### [TASK INSTRUCTIONS]
Using the records below, count the lines containing "white" and give only the total.

### [EXERCISE DATA]
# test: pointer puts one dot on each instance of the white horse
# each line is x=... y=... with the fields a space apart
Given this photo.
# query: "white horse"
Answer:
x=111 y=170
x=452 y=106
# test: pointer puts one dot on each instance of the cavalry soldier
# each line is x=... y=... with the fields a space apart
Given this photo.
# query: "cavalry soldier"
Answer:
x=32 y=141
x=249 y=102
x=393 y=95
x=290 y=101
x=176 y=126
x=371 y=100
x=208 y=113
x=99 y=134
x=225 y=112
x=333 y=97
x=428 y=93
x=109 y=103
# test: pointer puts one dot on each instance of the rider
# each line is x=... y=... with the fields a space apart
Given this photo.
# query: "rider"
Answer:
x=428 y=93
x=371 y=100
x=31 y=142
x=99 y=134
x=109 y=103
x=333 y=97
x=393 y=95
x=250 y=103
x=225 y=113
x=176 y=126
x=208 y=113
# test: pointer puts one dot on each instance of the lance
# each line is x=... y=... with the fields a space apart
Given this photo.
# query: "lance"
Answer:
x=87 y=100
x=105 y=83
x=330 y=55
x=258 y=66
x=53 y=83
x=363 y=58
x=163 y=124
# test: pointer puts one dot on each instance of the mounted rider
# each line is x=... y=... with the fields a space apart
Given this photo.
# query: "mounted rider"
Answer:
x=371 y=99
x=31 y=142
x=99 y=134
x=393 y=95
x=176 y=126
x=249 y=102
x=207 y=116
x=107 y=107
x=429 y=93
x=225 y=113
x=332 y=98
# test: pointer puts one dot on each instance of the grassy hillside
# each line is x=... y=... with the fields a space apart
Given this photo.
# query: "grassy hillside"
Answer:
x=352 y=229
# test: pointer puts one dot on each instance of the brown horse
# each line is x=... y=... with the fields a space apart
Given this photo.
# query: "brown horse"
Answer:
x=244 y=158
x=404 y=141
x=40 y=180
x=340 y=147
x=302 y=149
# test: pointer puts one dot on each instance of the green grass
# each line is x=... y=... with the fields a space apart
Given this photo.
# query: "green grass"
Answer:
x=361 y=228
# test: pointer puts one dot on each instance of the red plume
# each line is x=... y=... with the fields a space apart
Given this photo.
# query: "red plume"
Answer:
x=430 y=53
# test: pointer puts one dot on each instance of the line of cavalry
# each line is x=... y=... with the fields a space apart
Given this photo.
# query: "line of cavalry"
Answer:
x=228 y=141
--
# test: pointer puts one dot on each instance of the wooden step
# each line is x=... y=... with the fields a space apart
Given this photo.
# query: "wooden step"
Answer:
...
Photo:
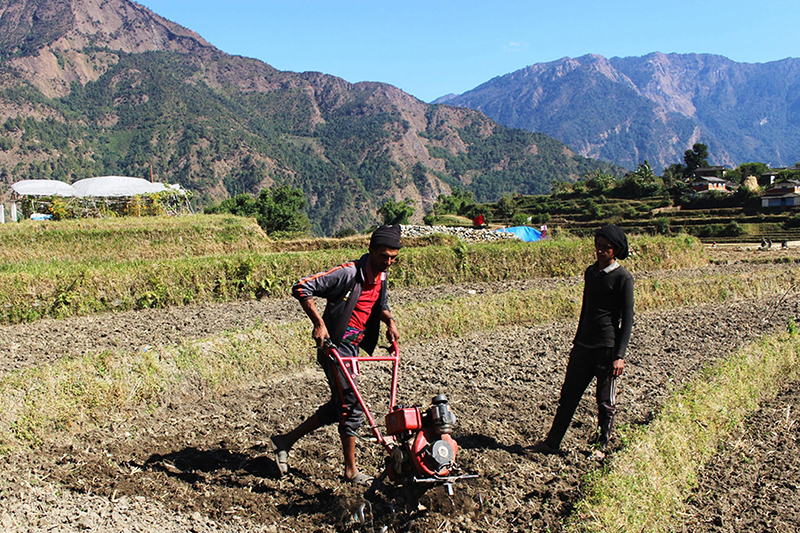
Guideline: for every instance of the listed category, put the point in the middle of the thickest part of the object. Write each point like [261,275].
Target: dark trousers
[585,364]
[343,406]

### [TASK SOLUTION]
2